[Input start]

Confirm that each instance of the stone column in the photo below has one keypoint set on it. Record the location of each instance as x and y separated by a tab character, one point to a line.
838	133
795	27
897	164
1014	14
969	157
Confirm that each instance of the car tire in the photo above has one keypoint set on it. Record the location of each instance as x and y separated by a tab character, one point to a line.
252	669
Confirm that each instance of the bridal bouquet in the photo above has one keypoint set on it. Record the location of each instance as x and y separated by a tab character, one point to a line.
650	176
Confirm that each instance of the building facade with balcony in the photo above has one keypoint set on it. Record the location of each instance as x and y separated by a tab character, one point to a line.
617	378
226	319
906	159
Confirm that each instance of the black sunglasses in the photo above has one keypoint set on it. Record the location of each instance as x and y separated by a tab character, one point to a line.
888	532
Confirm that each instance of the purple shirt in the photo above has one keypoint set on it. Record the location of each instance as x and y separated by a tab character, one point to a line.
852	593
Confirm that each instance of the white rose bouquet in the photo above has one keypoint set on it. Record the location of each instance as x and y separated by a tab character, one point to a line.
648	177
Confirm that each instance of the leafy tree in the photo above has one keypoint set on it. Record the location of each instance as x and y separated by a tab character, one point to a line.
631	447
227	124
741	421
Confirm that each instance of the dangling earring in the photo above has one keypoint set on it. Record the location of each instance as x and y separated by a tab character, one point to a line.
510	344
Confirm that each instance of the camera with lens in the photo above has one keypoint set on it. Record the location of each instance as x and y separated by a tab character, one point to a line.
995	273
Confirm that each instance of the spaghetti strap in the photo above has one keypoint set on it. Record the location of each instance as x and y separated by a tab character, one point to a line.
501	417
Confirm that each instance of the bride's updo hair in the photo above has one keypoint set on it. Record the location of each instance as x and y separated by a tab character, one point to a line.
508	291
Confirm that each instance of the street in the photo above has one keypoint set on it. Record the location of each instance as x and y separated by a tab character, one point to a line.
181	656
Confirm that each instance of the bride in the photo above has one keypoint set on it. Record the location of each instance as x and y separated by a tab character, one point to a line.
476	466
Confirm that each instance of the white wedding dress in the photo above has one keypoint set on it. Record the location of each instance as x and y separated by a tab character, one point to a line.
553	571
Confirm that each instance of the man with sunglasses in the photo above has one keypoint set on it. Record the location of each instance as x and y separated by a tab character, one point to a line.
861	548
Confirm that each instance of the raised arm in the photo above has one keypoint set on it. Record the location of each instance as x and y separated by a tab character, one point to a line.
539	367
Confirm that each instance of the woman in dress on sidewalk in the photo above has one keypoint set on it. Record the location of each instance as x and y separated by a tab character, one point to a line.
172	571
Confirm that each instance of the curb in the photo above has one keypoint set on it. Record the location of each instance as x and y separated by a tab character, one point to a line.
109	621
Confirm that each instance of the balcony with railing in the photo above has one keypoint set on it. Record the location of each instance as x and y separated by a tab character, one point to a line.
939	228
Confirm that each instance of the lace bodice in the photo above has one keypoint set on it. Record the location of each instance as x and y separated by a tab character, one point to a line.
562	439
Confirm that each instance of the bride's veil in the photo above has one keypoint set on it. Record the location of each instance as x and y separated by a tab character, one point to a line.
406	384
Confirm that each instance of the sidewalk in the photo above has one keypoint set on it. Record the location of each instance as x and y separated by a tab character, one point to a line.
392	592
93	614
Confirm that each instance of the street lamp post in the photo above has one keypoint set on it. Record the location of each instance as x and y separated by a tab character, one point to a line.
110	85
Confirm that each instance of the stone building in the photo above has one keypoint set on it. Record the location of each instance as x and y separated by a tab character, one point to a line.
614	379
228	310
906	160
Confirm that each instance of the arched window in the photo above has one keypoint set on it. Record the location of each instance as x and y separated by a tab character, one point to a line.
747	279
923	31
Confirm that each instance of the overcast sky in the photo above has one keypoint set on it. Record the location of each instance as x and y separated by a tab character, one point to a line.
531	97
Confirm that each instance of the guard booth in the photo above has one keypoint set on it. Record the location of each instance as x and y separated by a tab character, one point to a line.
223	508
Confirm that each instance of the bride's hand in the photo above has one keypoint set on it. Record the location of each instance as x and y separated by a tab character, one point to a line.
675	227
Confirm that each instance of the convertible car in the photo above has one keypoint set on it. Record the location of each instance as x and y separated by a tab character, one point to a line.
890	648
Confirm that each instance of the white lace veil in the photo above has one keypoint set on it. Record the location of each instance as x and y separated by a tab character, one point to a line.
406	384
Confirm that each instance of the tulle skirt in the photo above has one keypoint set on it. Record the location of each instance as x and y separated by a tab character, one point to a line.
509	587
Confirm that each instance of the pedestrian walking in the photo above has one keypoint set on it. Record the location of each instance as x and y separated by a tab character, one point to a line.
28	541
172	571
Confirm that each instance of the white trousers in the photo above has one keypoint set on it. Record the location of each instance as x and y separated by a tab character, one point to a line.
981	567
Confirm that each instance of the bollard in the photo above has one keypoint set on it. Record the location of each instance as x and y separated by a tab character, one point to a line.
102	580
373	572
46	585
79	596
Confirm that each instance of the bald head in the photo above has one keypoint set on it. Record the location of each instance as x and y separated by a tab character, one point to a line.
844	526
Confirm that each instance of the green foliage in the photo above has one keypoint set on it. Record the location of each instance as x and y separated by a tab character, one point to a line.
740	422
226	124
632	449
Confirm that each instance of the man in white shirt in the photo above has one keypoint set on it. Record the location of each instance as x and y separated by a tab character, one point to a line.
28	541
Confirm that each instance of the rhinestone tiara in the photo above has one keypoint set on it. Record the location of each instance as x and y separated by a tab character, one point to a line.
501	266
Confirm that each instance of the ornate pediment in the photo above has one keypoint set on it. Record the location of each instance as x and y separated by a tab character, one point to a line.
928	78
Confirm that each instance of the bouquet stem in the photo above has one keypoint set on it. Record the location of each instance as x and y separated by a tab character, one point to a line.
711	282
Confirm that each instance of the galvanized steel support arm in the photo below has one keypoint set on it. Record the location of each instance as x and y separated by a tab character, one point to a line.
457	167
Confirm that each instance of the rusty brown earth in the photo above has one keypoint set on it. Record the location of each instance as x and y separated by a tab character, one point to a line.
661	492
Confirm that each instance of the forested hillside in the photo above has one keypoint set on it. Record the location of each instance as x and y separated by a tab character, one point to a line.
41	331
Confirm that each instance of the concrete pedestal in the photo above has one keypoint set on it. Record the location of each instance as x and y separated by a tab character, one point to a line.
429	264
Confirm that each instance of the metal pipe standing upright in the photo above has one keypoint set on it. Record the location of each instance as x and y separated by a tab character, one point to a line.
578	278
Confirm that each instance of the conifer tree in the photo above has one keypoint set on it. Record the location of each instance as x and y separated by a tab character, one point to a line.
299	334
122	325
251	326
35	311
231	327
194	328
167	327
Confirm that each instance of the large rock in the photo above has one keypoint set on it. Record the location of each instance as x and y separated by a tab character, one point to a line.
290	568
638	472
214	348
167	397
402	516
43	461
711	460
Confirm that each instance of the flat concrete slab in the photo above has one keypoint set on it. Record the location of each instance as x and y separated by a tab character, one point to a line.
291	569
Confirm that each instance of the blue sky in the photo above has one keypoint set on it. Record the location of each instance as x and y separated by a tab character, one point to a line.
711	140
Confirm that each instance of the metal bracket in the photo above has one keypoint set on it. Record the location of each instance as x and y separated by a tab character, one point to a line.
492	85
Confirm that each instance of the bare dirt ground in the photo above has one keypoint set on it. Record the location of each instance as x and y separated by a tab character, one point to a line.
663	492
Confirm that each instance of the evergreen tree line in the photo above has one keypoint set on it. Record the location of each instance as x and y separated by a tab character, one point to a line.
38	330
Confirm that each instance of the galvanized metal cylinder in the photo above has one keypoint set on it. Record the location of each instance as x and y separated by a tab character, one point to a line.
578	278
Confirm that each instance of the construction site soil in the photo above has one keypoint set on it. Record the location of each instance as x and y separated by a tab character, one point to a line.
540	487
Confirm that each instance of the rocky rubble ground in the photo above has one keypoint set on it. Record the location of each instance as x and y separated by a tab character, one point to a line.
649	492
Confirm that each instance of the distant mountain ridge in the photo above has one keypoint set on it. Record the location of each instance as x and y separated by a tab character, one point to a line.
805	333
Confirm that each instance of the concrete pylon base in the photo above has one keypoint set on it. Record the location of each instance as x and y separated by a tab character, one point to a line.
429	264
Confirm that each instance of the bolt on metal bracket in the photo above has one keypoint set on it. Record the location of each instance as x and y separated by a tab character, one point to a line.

[Input end]

### Exercise instructions
Reproduce exactly the lines from the one with "Confirm that each instance of the rocky" through the end of the entries above, both ends included.

### Task output
Confirm that each instance of the rocky rubble ground in the photo above has one keypoint set on it. Record the location of each instance as x and y separated by a tab character, one point to a line.
649	492
Confirm that each instance of the distant mountain ridge in the photo above has one keypoint set on it. Record the location of each instance as x and y separated by a tab character, one point to a line.
805	333
Confirm that each instance of the concrete pylon base in the photo above has one keypoint set on it. Record the location of each instance as x and y separated by a tab character, one point to a line.
429	264
Confirm that each instance of the bolt on metal bracket in the photo above has one keypoint set on it. Record the location of each instance as x and y separated by a tab character, one point to a line.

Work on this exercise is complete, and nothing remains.